==== RECORDS FOR PROCESSING
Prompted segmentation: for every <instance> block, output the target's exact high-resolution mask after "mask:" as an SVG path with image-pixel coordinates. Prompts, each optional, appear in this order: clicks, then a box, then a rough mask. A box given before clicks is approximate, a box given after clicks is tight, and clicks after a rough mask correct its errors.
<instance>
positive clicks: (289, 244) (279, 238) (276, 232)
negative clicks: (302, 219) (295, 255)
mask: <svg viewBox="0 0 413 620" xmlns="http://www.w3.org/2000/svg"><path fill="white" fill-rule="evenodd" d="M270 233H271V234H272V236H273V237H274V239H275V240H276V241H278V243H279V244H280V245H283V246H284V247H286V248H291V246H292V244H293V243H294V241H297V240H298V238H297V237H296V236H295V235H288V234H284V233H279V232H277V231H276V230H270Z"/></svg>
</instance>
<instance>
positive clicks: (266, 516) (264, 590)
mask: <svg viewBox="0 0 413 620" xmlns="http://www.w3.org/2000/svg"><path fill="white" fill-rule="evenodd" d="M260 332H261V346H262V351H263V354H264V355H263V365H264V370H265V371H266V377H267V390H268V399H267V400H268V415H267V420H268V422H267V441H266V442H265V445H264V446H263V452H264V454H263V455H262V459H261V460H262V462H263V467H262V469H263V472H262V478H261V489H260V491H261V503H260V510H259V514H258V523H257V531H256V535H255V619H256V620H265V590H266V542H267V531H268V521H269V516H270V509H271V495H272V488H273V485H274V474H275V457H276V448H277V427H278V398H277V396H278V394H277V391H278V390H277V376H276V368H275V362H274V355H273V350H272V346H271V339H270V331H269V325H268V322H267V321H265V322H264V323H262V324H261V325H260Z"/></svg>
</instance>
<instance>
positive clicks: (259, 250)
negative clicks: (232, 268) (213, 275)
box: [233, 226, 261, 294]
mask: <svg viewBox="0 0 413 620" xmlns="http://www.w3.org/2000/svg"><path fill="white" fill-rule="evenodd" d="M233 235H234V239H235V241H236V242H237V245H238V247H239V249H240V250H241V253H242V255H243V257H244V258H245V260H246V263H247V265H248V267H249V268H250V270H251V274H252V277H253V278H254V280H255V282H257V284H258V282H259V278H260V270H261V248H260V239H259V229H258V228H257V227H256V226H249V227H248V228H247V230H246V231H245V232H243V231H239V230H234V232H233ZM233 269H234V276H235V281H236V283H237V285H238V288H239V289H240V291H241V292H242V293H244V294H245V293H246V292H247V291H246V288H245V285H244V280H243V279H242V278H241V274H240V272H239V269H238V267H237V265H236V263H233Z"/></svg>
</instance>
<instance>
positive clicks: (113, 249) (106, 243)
========
==== RECORDS FOR PROCESSING
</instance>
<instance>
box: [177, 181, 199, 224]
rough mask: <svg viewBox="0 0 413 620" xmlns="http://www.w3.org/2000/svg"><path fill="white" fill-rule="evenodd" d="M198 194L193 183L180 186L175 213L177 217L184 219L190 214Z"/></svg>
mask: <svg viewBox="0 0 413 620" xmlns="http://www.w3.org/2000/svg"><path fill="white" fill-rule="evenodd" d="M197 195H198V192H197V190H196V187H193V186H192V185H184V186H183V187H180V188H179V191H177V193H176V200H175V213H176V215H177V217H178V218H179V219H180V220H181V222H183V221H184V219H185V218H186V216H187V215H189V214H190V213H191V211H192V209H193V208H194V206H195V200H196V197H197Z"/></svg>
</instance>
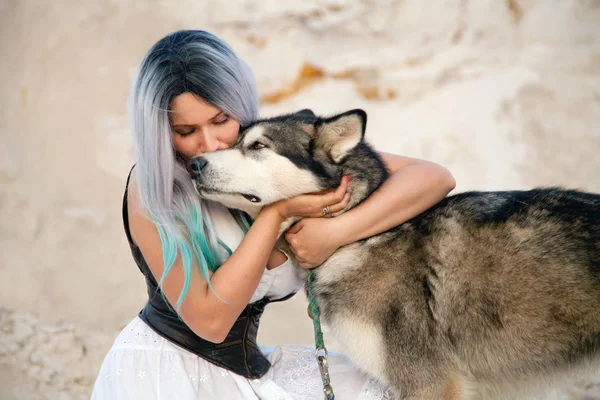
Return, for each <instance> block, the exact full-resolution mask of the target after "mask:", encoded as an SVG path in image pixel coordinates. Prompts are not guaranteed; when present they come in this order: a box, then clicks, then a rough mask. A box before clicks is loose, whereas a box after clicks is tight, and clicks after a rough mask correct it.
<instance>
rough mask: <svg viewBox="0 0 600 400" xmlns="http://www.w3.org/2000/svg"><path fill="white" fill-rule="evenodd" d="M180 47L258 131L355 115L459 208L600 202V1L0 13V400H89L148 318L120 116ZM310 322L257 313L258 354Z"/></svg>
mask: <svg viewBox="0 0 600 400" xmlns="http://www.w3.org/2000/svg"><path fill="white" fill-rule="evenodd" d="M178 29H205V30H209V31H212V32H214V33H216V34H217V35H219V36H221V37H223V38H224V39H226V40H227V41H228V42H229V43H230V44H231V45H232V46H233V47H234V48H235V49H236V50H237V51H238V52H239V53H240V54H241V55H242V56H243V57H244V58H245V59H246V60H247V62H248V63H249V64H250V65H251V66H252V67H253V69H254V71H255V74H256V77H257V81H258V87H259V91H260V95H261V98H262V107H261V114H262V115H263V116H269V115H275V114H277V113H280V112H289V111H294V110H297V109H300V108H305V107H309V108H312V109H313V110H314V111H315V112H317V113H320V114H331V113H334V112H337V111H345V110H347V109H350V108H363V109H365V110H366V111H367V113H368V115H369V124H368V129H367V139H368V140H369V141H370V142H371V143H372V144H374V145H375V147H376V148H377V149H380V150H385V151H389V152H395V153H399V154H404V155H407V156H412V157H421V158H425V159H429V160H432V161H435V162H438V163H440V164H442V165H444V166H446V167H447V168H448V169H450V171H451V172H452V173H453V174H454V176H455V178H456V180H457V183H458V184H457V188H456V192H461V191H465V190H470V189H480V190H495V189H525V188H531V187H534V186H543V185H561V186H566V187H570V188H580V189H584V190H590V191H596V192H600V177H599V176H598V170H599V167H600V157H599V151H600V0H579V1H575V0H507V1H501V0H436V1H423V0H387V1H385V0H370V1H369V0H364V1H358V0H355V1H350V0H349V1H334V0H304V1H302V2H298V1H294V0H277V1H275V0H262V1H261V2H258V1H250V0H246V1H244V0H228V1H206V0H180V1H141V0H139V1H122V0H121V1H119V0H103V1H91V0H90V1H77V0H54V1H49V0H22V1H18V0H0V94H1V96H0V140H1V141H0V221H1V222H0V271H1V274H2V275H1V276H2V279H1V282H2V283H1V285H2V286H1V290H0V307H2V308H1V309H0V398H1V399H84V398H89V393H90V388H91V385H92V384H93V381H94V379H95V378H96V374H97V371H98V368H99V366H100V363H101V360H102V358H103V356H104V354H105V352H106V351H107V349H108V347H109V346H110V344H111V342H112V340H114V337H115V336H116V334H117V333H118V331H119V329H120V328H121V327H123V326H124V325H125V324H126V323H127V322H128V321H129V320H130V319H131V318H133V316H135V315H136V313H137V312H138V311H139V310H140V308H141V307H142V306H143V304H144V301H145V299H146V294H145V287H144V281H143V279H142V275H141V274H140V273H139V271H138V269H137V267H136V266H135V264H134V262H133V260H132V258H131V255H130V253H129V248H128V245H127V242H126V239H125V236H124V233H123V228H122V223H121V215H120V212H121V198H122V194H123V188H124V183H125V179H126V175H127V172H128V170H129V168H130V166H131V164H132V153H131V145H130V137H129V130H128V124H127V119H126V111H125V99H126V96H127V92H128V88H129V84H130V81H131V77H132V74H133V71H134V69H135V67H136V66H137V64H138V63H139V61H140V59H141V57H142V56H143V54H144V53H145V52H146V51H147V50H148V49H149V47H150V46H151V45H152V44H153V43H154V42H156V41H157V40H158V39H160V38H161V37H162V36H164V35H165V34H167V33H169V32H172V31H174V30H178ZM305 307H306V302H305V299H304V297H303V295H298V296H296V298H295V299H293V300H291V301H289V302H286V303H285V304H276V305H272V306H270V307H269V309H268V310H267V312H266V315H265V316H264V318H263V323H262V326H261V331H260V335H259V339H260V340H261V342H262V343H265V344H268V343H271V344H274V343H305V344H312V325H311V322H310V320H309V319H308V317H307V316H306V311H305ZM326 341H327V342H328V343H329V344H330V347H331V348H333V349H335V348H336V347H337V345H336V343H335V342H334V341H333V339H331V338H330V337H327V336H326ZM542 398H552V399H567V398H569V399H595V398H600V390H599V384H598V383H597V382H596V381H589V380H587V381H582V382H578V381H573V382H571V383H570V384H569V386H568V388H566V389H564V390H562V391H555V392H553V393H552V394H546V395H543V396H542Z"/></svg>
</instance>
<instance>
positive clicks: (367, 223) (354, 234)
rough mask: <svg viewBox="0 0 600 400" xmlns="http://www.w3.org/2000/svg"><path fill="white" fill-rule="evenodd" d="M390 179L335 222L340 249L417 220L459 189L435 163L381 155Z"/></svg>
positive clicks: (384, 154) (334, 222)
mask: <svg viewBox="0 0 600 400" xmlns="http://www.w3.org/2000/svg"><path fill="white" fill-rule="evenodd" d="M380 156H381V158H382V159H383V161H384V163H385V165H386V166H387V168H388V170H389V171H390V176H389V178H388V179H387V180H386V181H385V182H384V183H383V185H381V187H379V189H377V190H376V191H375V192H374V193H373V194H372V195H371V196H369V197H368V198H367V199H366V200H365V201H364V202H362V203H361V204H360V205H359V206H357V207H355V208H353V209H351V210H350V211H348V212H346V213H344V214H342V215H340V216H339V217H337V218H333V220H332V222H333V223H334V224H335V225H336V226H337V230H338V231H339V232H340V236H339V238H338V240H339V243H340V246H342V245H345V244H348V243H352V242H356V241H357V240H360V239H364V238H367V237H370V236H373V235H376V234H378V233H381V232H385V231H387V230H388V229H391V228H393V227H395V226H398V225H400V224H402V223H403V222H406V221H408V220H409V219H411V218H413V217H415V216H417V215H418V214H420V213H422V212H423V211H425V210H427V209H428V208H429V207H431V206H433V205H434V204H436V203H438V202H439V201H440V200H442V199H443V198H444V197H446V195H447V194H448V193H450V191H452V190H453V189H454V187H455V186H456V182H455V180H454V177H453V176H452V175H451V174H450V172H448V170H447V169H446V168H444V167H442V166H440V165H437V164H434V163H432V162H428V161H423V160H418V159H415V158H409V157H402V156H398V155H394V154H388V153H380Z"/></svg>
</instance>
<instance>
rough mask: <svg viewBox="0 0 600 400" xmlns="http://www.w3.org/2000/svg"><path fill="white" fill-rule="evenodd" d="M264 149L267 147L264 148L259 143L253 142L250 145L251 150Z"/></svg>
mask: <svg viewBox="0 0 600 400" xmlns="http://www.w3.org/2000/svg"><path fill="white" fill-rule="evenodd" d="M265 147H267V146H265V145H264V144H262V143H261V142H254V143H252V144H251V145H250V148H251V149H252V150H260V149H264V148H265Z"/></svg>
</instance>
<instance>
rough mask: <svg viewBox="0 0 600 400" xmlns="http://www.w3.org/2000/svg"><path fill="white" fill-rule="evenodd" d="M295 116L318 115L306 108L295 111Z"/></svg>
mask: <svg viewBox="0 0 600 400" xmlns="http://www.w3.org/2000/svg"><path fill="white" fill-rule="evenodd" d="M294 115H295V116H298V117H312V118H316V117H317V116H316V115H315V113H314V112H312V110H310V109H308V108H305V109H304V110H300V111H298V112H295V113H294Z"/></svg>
========
- _THE PROBLEM_
How many lines of the material above hold the string "after"? Reply with the number and nothing else.

- _WRITTEN SOLUTION_
2